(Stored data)
"""

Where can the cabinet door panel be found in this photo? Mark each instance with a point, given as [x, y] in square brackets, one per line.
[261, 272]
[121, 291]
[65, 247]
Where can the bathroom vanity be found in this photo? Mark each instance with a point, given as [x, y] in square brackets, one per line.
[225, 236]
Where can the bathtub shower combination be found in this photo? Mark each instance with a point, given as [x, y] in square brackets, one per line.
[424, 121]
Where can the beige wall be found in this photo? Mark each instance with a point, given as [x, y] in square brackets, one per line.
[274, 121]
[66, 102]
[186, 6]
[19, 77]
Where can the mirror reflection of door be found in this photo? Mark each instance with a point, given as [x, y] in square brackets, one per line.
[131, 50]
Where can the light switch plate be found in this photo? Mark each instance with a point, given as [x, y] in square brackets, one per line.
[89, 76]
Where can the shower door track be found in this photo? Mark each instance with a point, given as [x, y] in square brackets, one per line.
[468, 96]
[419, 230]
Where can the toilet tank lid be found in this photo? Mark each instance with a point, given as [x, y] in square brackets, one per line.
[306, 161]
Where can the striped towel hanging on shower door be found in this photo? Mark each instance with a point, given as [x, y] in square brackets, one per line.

"""

- Exercise goal:
Repeat all entries. Match them exactly.

- Answer section:
Where can the cabinet door panel be found in this photo? Mark each instance with a point, given as [x, y] in square brackets, one per line.
[261, 272]
[121, 291]
[65, 247]
Where can the bathroom vanity be found in this photo? Mark each instance with a point, given as [x, y] in square brackets, one per line.
[225, 236]
Where can the bathtub shower combination be found in this photo? Mark each instance with a point, given as [x, y] in square brackets, one per line.
[424, 121]
Where can the beige wall be found in this photo? Mark each instance with a point, given as [x, y] in square brackets, one per line.
[274, 121]
[66, 102]
[186, 6]
[19, 77]
Where can the mirror reflection of door be found in this photo? Mark each instance with a point, given as [x, y] in square brackets, one per line.
[131, 50]
Where can the light switch plate be found in this photo? Mark each instance with a point, given as [x, y] in square brackets, one per line.
[89, 76]
Where can the shower door track be found in this photo? Mark each instance with a point, given as [x, y] in square brackets, one per line.
[468, 96]
[419, 230]
Where can the toilet tank lid be found in this photo? Mark each instance with a point, given as [x, y] in square brackets, one per line.
[306, 161]
Where can the striped towel hanging on shower door be found in this photo? Mark each instance with a point, given as [x, y] in square brackets, one per line.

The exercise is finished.